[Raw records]

══════

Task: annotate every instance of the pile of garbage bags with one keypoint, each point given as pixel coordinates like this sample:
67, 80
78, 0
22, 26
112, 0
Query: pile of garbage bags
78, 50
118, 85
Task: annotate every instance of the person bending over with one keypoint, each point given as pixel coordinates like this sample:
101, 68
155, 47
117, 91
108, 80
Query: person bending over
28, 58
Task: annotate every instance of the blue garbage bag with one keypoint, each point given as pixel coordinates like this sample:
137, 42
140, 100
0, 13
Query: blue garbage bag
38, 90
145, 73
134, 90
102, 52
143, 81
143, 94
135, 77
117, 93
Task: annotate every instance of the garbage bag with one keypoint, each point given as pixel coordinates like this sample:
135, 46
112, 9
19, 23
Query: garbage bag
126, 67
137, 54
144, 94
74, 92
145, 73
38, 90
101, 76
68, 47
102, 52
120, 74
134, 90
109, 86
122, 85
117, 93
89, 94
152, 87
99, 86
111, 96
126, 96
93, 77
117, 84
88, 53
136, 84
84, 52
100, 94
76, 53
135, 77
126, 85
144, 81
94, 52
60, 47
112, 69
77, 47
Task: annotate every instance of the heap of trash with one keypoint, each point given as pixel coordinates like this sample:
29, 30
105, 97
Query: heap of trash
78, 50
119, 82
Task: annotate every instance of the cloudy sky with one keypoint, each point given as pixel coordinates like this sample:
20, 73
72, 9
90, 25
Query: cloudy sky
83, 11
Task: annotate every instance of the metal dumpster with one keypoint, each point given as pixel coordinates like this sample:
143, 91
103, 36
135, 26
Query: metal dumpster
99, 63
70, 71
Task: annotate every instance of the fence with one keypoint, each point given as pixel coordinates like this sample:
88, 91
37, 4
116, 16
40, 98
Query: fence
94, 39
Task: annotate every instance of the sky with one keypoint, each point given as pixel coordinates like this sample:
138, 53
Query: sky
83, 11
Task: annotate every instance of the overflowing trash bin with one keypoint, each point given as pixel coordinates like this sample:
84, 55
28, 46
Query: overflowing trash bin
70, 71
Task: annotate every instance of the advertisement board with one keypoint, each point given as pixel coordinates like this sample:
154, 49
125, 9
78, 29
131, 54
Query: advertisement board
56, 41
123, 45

══════

» **DIRECTIONS FOR THIS TASK**
Copy out every entry again, exactly as it was given.

» **SOLUTION TO THE EXERCISE**
Task: annotate every instance of the pile of garbage bags with one keypoint, each point given as pixel coordinates like this sample:
67, 80
78, 0
22, 26
112, 0
Query: pile of garbage bags
78, 50
118, 85
Task: annotate every instance of the person bending over with one keypoint, each point given as pixel coordinates like this sample:
101, 68
155, 47
117, 91
108, 80
Query: person bending over
28, 58
Task: annotate every instance of the blue garbage bag with one keypoint, each point given as pixel coordinates like this sample:
137, 42
140, 100
0, 13
Query: blue garbage bag
38, 90
145, 73
134, 90
102, 52
143, 81
143, 94
135, 77
117, 93
Task: annotate every instance of the garbage bag with one keypoint, each point given as pixel coordinates like this sample:
135, 46
112, 9
19, 23
Query: garbage bag
126, 67
137, 54
144, 94
74, 92
145, 73
38, 90
101, 76
68, 47
102, 52
120, 74
134, 90
109, 86
122, 85
117, 93
89, 94
152, 87
99, 86
111, 96
126, 96
93, 77
117, 84
88, 53
136, 84
84, 52
100, 94
76, 53
135, 77
126, 85
144, 81
94, 52
60, 47
112, 69
77, 47
Task: annotate every instance of the heap of trash with one keypoint, each point given as pixel coordinates like this sample:
29, 30
105, 97
Query: heap of trash
78, 50
119, 82
Task: annotate every instance of the cloudy sky with one keypoint, each point given as pixel coordinates like this sample:
20, 73
72, 9
90, 25
Query: cloudy sky
83, 11
Task: annotate every instance of the metal dumpster with one keypoint, each point given as pixel coordinates like this sample:
143, 91
103, 36
135, 26
Query: metal dumpster
99, 63
70, 71
Task: annotate every instance of the fence with one keypoint, each point given as pixel coordinates like this sample:
88, 91
37, 4
116, 16
40, 98
Query: fence
94, 39
Task: annotate every instance of the sky with one keypoint, each point given as pixel coordinates like this sample:
138, 53
Query: sky
83, 11
Task: annotate every instance of the overflowing trash bin with one keypoint, each point given as pixel coordinates like this sample:
84, 55
28, 46
Query: overflowing trash bin
70, 71
Task: annotate every instance of the advertisement board with one keypoint, each point given as pixel coordinates like this sample:
154, 49
125, 9
78, 29
131, 54
Query: advertisement board
56, 41
123, 45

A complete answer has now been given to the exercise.